== Segment start ==

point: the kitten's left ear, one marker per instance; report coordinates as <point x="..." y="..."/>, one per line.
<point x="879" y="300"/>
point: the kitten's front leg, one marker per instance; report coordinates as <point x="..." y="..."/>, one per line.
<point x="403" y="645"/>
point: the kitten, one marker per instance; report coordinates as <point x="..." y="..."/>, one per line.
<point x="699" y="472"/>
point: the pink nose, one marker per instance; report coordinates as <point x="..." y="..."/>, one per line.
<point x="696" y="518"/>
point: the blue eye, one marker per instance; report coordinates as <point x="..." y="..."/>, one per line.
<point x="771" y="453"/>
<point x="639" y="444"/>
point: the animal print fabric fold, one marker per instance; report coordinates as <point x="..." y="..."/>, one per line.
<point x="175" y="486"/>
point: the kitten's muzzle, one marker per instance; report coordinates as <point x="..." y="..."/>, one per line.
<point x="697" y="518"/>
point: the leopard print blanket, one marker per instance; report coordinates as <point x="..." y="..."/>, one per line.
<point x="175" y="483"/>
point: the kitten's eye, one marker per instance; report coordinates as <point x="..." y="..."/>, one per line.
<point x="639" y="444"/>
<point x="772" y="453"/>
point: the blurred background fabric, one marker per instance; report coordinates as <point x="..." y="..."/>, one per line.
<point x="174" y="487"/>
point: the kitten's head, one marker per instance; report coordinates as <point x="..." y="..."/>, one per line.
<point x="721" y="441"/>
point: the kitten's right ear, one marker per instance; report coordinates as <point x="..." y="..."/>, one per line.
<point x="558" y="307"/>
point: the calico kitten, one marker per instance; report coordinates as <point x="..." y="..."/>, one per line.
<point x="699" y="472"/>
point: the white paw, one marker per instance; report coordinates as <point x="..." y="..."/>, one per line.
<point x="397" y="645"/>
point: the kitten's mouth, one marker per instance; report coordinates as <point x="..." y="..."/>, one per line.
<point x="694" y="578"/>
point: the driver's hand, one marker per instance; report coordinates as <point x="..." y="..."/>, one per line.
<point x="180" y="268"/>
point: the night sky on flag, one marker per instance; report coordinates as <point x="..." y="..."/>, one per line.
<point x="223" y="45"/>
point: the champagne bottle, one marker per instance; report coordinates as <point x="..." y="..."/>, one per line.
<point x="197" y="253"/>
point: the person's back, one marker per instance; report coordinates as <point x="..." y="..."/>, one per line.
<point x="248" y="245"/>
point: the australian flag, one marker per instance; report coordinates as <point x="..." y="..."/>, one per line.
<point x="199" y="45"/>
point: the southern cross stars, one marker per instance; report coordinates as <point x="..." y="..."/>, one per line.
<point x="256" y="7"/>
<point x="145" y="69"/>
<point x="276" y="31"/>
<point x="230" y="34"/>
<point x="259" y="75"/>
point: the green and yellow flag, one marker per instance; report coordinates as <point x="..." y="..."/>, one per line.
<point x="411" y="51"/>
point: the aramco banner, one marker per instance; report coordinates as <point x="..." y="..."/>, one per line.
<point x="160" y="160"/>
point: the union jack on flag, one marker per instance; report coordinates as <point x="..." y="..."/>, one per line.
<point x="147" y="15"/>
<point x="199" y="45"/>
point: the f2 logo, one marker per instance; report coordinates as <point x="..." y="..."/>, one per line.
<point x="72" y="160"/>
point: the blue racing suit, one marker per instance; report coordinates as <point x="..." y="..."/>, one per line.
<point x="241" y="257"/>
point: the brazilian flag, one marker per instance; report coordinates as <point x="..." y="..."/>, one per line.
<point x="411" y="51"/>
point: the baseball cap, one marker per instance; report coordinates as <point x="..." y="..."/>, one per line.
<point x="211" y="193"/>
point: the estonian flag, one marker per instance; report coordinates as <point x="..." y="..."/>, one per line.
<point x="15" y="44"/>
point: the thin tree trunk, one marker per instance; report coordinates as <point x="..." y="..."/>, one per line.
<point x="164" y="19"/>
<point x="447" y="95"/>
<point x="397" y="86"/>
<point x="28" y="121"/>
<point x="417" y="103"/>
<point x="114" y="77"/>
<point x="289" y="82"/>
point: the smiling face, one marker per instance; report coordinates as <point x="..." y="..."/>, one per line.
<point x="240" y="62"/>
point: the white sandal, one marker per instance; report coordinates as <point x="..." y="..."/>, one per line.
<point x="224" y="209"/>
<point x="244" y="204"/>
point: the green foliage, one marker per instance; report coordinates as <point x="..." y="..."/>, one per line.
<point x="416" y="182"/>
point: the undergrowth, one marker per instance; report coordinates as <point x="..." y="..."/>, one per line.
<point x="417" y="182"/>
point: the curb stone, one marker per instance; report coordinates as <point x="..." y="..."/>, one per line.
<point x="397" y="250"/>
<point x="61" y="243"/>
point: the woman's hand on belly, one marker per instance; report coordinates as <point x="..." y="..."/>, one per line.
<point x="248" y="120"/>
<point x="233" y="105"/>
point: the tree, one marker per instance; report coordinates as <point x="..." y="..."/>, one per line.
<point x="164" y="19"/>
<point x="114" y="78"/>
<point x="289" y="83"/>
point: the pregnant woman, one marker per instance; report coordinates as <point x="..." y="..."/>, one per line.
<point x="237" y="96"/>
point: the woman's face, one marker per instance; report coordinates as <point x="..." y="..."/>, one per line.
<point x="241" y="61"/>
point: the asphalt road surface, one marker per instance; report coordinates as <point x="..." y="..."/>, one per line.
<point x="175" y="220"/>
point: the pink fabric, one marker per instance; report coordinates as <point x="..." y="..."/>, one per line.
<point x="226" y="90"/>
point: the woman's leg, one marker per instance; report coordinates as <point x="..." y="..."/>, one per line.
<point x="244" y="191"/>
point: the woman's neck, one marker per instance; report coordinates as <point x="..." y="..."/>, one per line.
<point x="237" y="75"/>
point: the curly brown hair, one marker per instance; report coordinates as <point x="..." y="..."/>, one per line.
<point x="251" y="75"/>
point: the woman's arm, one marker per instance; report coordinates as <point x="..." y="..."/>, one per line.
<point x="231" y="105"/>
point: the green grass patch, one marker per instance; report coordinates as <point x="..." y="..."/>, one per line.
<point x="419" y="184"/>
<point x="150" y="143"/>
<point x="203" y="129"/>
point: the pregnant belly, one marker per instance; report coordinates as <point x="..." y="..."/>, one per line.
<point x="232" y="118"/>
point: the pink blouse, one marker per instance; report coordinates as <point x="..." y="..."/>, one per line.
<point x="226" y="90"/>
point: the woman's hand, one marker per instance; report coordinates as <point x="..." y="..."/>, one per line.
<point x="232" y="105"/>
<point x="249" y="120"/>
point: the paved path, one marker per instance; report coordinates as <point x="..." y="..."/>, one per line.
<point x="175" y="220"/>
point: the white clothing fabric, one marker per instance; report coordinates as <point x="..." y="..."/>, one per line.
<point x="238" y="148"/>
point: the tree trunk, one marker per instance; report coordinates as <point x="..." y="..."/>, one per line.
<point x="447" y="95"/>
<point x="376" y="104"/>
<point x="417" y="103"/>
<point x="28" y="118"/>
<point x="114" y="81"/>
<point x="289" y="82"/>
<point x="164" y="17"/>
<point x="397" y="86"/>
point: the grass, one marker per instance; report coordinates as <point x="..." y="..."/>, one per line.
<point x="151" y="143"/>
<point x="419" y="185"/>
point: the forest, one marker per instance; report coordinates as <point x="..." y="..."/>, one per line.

== Segment end ==

> [Your objective]: Transcribe each line of the listing above precisely as it appears.

> [Result for this task]:
point: the kitten's left ear, one marker per instance; report coordinates as <point x="..." y="..."/>, one per line.
<point x="879" y="300"/>
point: the kitten's front leg, one marker per instance; report coordinates as <point x="..." y="..."/>, one per line.
<point x="403" y="645"/>
point: the kitten, one marker per instance; report coordinates as <point x="..." y="..."/>, one per line.
<point x="699" y="472"/>
point: the pink nose, one marker per instance; report coordinates as <point x="..." y="..."/>, one per line.
<point x="696" y="518"/>
point: the blue eye, one marker per instance; report coordinates as <point x="..." y="..."/>, one per line.
<point x="771" y="453"/>
<point x="639" y="444"/>
point: the animal print fabric fold, one marker per instance; report coordinates as <point x="..." y="..."/>, one per line.
<point x="175" y="486"/>
point: the kitten's muzzle, one marker per instance; report coordinates as <point x="..." y="..."/>, one per line.
<point x="697" y="518"/>
point: the leopard print blanket, one marker per instance; report coordinates as <point x="..." y="..."/>, one per line.
<point x="175" y="483"/>
point: the kitten's eye, one marker per instance; report coordinates as <point x="..." y="..."/>, one per line.
<point x="639" y="444"/>
<point x="772" y="453"/>
point: the blurred background fabric, one marker per instance; report coordinates as <point x="..." y="..."/>, one per line.
<point x="174" y="487"/>
point: the kitten's head, one marker per instance; report coordinates as <point x="..." y="..."/>, one per line.
<point x="721" y="441"/>
point: the kitten's right ear, one marker per instance; report coordinates as <point x="..." y="..."/>, one per line.
<point x="558" y="307"/>
point: the calico kitten, one marker per instance; report coordinates as <point x="..." y="..."/>, one per line.
<point x="699" y="472"/>
point: the white paw, one marker per instance; report coordinates as <point x="..." y="..."/>, one per line.
<point x="397" y="645"/>
point: the kitten's mouth, one marker per instance; report coordinates as <point x="..." y="..."/>, one per line.
<point x="694" y="578"/>
point: the driver's hand, one marker per instance; report coordinates as <point x="..." y="..."/>, one per line.
<point x="180" y="268"/>
point: the night sky on flag, one marker per instance; report coordinates as <point x="..." y="..."/>, one per line.
<point x="223" y="45"/>
point: the champagne bottle, one marker per instance; report coordinates as <point x="..." y="..."/>, one per line.
<point x="197" y="253"/>
point: the person's back, one marker per instance; report coordinates as <point x="..." y="..."/>, one per line.
<point x="248" y="245"/>
point: the australian flag, one marker per instance; report coordinates as <point x="..." y="..."/>, one per line.
<point x="199" y="45"/>
point: the southern cross stars, one marker per instance; report coordinates as <point x="..." y="..."/>, one per line.
<point x="256" y="7"/>
<point x="145" y="69"/>
<point x="276" y="31"/>
<point x="230" y="34"/>
<point x="259" y="75"/>
point: the green and yellow flag, one marker per instance; report coordinates as <point x="..." y="..."/>, one per line.
<point x="411" y="51"/>
point: the aramco banner, one marker per instance; report coordinates as <point x="..." y="..."/>, one per line.
<point x="160" y="160"/>
point: the union jack on flag, one marker per instance; report coordinates as <point x="..." y="..."/>, one per line.
<point x="147" y="15"/>
<point x="199" y="45"/>
point: the f2 logo, one marker per instance; report coordinates as <point x="..." y="..."/>, one per line.
<point x="72" y="160"/>
point: the blue racing suit, one marker per instance; report coordinates as <point x="..." y="..."/>, one per line.
<point x="241" y="257"/>
point: the brazilian flag, one marker per instance; report coordinates as <point x="..." y="..."/>, one per line.
<point x="411" y="51"/>
point: the baseball cap, one marker per instance; report coordinates as <point x="..." y="..."/>, one per line.
<point x="211" y="193"/>
point: the estonian flag, one marker per instance; report coordinates as <point x="..." y="..."/>, one per line.
<point x="15" y="44"/>
point: the thin tree trunk, one marker per instance; report coordinates as <point x="..." y="..."/>, one per line.
<point x="164" y="19"/>
<point x="447" y="95"/>
<point x="397" y="86"/>
<point x="28" y="121"/>
<point x="417" y="103"/>
<point x="114" y="77"/>
<point x="289" y="82"/>
point: the smiling face, one marker per instance; report coordinates as <point x="..." y="..."/>, one per line.
<point x="240" y="62"/>
point: the white sandal, one marker per instance; report coordinates as <point x="..." y="..."/>, one per line.
<point x="224" y="209"/>
<point x="244" y="204"/>
point: the green foliage, one marker per instance; report coordinates as <point x="..." y="..."/>, one per line.
<point x="416" y="182"/>
point: the undergrowth, one marker per instance; report coordinates as <point x="..." y="..."/>, one per line.
<point x="417" y="182"/>
point: the curb stone, one marker per instance; report coordinates as <point x="..." y="..."/>, one per line.
<point x="397" y="250"/>
<point x="61" y="243"/>
point: the woman's hand on belly, one marker per instance; report coordinates as <point x="..." y="..."/>, one per line.
<point x="248" y="120"/>
<point x="233" y="105"/>
point: the tree, one marker per instance; report coordinates as <point x="..." y="..."/>, one per line.
<point x="164" y="19"/>
<point x="114" y="78"/>
<point x="289" y="83"/>
point: the pregnant woman, one marker per instance; report coordinates as <point x="..." y="..."/>, one per line.
<point x="237" y="96"/>
point: the woman's face, one marker per instance; report coordinates as <point x="..." y="..."/>, one per line.
<point x="241" y="61"/>
point: the asphalt road surface, one marker per instance; report coordinates as <point x="..." y="..."/>, one per line.
<point x="175" y="220"/>
point: the pink fabric, one marker per instance; report coordinates as <point x="..." y="..."/>, one per line.
<point x="226" y="90"/>
point: the woman's leg, one marker per instance; report coordinates as <point x="..." y="..."/>, one per line.
<point x="244" y="191"/>
point: the woman's neck, one marker per instance; report coordinates as <point x="..." y="..."/>, one per line.
<point x="237" y="75"/>
point: the curly brown hair, one marker per instance; report coordinates as <point x="..." y="..."/>, one per line.
<point x="251" y="75"/>
point: the woman's arm, one marker per instance; report coordinates as <point x="..." y="..."/>, one per line.
<point x="231" y="105"/>
point: the green grass patch, one marker per instance; report coordinates as <point x="..." y="..."/>, one per line.
<point x="419" y="184"/>
<point x="150" y="143"/>
<point x="203" y="129"/>
point: the pregnant belly, one marker per instance; report coordinates as <point x="..." y="..."/>, one per line.
<point x="232" y="118"/>
point: the pink blouse, one marker per instance; report coordinates as <point x="..." y="..."/>, one per line.
<point x="226" y="90"/>
point: the woman's hand, one marker per instance; report coordinates as <point x="..." y="..."/>, one per line.
<point x="232" y="105"/>
<point x="249" y="120"/>
point: the paved path, one marker per instance; report coordinates as <point x="..." y="..."/>, one per line.
<point x="175" y="220"/>
point: the white clothing fabric, one marker per instance; report coordinates as <point x="..." y="..."/>, one per line.
<point x="238" y="148"/>
point: the tree trunk, one marker per instance; report coordinates as <point x="..." y="..."/>, one per line.
<point x="447" y="95"/>
<point x="376" y="104"/>
<point x="417" y="103"/>
<point x="28" y="118"/>
<point x="114" y="81"/>
<point x="289" y="82"/>
<point x="164" y="17"/>
<point x="397" y="86"/>
point: the grass, one marker per instance; report coordinates as <point x="..." y="..."/>, one per line.
<point x="151" y="143"/>
<point x="419" y="185"/>
point: the forest, one marker per instance; report coordinates as <point x="..." y="..."/>, one per line.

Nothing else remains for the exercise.